Stored items from a collection:
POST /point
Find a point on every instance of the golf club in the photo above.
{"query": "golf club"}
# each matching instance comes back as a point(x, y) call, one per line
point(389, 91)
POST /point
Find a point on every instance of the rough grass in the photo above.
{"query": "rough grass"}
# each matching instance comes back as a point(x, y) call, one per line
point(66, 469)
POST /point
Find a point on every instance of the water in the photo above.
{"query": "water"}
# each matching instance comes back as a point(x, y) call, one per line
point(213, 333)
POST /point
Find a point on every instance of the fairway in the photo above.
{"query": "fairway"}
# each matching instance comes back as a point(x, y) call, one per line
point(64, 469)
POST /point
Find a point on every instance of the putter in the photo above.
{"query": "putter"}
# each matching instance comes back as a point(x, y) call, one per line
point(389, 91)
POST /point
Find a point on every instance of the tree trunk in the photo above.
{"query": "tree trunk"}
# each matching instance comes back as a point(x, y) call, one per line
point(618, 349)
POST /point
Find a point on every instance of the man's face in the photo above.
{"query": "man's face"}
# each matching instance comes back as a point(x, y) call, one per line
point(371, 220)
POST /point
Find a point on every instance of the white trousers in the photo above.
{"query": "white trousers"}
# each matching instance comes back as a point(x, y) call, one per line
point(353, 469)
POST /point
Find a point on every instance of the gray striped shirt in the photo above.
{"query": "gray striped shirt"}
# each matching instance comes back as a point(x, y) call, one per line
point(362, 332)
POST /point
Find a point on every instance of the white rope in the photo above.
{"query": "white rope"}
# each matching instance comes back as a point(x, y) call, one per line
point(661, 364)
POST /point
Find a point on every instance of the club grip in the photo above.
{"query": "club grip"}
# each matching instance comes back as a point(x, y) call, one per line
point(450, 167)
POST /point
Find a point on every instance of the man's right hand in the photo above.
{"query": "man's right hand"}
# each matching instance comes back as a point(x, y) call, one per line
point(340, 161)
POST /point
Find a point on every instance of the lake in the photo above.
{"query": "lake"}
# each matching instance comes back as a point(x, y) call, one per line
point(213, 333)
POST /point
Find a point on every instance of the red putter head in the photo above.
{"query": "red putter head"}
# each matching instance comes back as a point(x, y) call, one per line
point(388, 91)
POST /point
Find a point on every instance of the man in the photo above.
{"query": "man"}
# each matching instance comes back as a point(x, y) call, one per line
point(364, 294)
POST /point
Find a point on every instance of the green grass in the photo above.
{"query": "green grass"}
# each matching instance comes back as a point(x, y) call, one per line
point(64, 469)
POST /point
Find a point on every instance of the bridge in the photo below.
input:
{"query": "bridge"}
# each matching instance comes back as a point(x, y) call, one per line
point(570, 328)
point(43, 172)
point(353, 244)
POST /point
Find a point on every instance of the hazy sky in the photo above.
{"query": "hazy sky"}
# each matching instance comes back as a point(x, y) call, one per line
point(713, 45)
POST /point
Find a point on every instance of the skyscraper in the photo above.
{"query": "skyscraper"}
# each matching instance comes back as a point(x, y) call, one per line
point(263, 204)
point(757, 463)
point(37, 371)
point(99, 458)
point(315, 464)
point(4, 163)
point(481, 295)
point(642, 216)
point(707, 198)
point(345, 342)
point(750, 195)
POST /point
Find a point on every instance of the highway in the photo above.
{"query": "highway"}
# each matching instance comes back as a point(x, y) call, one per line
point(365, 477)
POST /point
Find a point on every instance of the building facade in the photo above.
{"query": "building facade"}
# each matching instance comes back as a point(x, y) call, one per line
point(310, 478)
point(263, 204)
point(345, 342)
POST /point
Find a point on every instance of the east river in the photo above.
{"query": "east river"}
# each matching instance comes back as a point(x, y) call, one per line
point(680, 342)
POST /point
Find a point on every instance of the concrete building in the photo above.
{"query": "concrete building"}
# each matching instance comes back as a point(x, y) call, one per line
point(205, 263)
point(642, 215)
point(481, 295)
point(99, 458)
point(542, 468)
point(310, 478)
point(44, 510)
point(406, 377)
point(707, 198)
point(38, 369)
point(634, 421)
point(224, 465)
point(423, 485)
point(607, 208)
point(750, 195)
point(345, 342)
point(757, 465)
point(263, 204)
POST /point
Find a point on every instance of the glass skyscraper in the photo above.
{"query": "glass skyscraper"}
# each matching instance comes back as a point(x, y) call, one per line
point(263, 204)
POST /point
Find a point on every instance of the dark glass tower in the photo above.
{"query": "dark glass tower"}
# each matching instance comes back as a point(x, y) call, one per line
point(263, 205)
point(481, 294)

EXERCISE DESCRIPTION: Please write the data above out again, exactly the same.

OUTPUT:
POST /point
Find a point on every instance of the golf club in the photo above.
{"query": "golf club"}
# each matching instance comes back as a point(x, y) call, one per line
point(389, 91)
POST /point
Find a point on every instance of the rough grass in the photo above.
{"query": "rough grass"}
# each matching instance comes back as a point(x, y) call, one per line
point(66, 469)
POST /point
Find a point on every instance of the water in the photo above.
{"query": "water"}
# each matching instance comes back as a point(x, y) call, one per line
point(213, 333)
POST /point
Find a point on every instance of the fairway in the photo above.
{"query": "fairway"}
# each matching instance comes back as a point(x, y) call, one per line
point(64, 469)
POST /point
Find a point on every instance of the putter in the photo above.
{"query": "putter"}
# each matching instance comes back as a point(x, y) call, one per line
point(389, 91)
POST /point
Find a point on every instance of the tree trunk in the photo above.
{"query": "tree trunk"}
# each matching instance comes back as a point(x, y) call, one per line
point(618, 349)
POST /point
Find a point on every instance of the man's face in the photo above.
{"query": "man's face"}
# each matching instance comes back as a point(x, y) call, one per line
point(371, 220)
POST /point
Find a point on every instance of the white trousers in the photo above.
{"query": "white trousers"}
# each matching instance comes back as a point(x, y) call, one per line
point(353, 469)
POST /point
Find a point on every instance of the gray striped shirt in the photo above.
{"query": "gray striped shirt"}
# each matching instance comes back as a point(x, y) call, one per line
point(362, 332)
POST /point
Find a point on every instance of the white rope in the photo above.
{"query": "white rope"}
# each matching instance comes back as a point(x, y) call, one per line
point(661, 364)
POST /point
Find a point on every instance of the club grip in the photo above.
{"query": "club grip"}
# each matching instance comes back as a point(x, y) call, one per line
point(450, 167)
POST /point
Find a point on every instance of the man's right hand in the photo above.
{"query": "man's right hand"}
# each matching instance comes back as a point(x, y) call, one per line
point(340, 161)
POST /point
Find a point on every instance of the lake in the photo above.
{"query": "lake"}
# each matching instance comes back as a point(x, y) call, one per line
point(213, 333)
POST /point
Find a point on every instance of the red putter head in the photo above.
{"query": "red putter head"}
# each matching instance comes back as a point(x, y) call, one per line
point(388, 91)
POST /point
Find a point on every instance of the man in the photo above.
{"query": "man"}
# each matching instance comes back as a point(x, y) call, one per line
point(364, 294)
POST /point
Find a point on every instance of the green grass in the photo above.
{"query": "green grass"}
# each matching instance comes back as a point(x, y) call, one per line
point(64, 469)
POST /point
Find a point on every instance of the bridge in the photo below.
input:
{"query": "bridge"}
# each matching instance comes back as a point(x, y) call, one per line
point(570, 328)
point(43, 172)
point(353, 244)
POST /point
Find a point on every instance of the hazy sky in the photo above.
{"query": "hazy sky"}
# each matching instance comes back as a point(x, y) call, one per line
point(713, 45)
POST /point
Find a point on every instance of the skyscraper in the photo above.
{"query": "skyscraper"}
# each matching instance comes back as a point(x, y) call, one per line
point(263, 204)
point(757, 463)
point(37, 371)
point(99, 458)
point(315, 464)
point(4, 163)
point(481, 295)
point(642, 216)
point(707, 198)
point(345, 342)
point(750, 195)
POST /point
Find a point on every instance of the highway in the photo above.
{"query": "highway"}
# each matching instance comes back as a point(x, y) call, one per line
point(365, 477)
POST /point
Find a point on every instance of the building facade in the photo above.
{"query": "building facade"}
# each matching instance comes back as a point(x, y) call, one per line
point(310, 478)
point(263, 204)
point(345, 342)
POST /point
Find a point on every instance of the east river in the photo above.
{"query": "east river"}
# each matching instance comes back as a point(x, y) call, one per line
point(680, 342)
POST /point
Find a point on every instance of the concrete building in the photo above.
{"query": "concrete building"}
# each matching instance comes back as a point(x, y) call, one per line
point(205, 263)
point(642, 215)
point(481, 295)
point(99, 458)
point(542, 468)
point(310, 478)
point(44, 510)
point(406, 377)
point(707, 198)
point(38, 369)
point(634, 421)
point(224, 465)
point(423, 485)
point(607, 208)
point(750, 195)
point(345, 342)
point(757, 465)
point(263, 204)
POST /point
Find a point on every instance of the glass skyscraper in the photo above.
{"query": "glass skyscraper"}
# each matching instance comes back as a point(x, y) call, one per line
point(263, 204)
POST /point
Find a point on every instance of the dark glass tower in the photo above.
{"query": "dark glass tower"}
# each matching instance comes back as a point(x, y) call, one per line
point(263, 205)
point(481, 294)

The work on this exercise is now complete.